EXCERPT TO READ:

┌──

Morning after pill for HIV? | india | Hindustan Times
  • Friday, Jul 20, 2018
  •   °C  
Today in New Delhi, India
Jul 20, 2018-Friday
New Delhi
  • Humidity
  • Wind

Morning after pill for HIV?

A drug taken within 72 hours of HIV exposure is effective in checking the virus, reports Sanchita Sharma.

india Updated: Aug 13, 2006 04:17 IST

Abstinence, being faithful and condoms remain the mainstay of reducing HIV infection, but for times when all three fail, there’s PEP. Short for Post Exposure Prophylaxis, PEP — popularly called the “morning-after pill” for HIV — requires a short course of antiretroviral (drugs to treat HIV/AIDS) taken as soon as possible after exposure to HIV. The treatment is effective only if taken within 72 hours of exposure.

Though PEP has been around for over a decade, its use has so far been limited to healthcare workers who were accidentally exposed to HIV at the workplace.

Despite the risk of side effects, it is now being considered an option to prevent HIV infection through sex and injecting drug use by high-risk groups.

There is still some debate about the number of drugs to be taken and the length of the treatment. The best-known study remains the 1997 The New England Journal of Medicine report that found AZT monotherapy (zidovudine) given within 24 hours of exposure and over 28 days reduced HIV transmission by as much as 81 per cent.

└──

SUPPLIED RECORDS:
┌──

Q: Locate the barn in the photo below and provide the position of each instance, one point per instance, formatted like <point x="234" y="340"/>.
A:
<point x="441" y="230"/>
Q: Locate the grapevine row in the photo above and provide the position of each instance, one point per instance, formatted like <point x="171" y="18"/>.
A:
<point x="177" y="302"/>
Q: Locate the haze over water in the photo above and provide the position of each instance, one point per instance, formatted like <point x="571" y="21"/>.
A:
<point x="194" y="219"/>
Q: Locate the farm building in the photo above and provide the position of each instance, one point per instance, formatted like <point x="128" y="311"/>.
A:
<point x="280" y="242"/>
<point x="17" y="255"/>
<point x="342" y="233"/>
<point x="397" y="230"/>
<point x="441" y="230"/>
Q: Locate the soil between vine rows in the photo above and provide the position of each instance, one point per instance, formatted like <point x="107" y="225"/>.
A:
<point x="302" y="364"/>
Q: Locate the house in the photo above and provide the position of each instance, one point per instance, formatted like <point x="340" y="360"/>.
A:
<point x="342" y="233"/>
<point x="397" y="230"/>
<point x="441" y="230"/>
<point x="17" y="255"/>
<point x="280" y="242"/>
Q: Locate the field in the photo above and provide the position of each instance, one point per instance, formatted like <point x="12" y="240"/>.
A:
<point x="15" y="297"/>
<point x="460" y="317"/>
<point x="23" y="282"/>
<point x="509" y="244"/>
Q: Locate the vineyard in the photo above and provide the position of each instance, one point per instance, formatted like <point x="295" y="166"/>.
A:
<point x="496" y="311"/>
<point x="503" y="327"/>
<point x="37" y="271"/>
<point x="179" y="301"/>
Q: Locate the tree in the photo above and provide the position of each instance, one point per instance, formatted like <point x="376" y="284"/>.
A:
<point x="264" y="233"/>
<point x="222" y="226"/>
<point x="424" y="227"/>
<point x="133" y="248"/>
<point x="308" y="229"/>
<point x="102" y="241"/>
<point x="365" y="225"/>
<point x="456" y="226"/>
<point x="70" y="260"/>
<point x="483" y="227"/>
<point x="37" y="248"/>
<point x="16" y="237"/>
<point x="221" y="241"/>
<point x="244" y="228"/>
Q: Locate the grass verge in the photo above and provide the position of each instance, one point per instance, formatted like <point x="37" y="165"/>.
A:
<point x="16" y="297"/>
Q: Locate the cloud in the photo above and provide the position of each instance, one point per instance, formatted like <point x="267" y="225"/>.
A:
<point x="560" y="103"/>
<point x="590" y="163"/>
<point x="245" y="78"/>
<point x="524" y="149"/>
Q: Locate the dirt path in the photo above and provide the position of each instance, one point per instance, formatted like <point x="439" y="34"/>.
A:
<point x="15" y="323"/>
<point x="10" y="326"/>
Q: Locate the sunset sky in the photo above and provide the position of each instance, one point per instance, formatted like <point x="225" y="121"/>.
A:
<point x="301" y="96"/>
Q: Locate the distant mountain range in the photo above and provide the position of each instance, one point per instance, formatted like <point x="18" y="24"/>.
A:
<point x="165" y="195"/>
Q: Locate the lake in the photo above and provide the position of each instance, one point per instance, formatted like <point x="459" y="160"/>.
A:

└──

EXERCISE TASKS:
1: Reproduce the stretch of the HIV morning-after pill article from "Though PEP has" through "by high-risk groups." without any changes.
2: Carry on writing the article about the HIV morning-after pill, starting after its last sentence.

WRITTEN ANSWERS:
1:
Though PEP has been around for over a decade, its use has so far been limited to healthcare workers who were accidentally exposed to HIV at the workplace.

Despite the risk of side effects, it is now being considered an option to prevent HIV infection through sex and injecting drug use by high-risk groups.

2:
The more recent 2002 Brazilian study found that PEP reduced the seroconversion (time taken to develop detectable antibodies to HIV following infection) rate by 83 per cent, from 4.1 cases per 100 patients a year to 0.7 cases.

More importantly, it reported that PEP reduced “high-risk” behaviour from 56 per cent to 40 per cent, thus allaying fears that easy availability would make people feel safe and increase their risk-taking behaviour.

Research is also currently on for Pre-Exposure Prophylaxis (PrEP) that aims to prevent infection by administering antiretroviral drugs before possible exposure to HIV.

Experts, however, warn that PEP and PrEP are not meant for everyone as most people who get exposed to HIV through sexual contact don’t even know they’ve got infected. “We don’t have enough data that it works.

What has been proven to work in preventing HIV infection is delaying onset of intercourse, being faithful, increasing condom use, and reducing or eliminating drug injection,” says Judith Auerbach, vice president, public policy and program development, The Foundation of AIDS Research.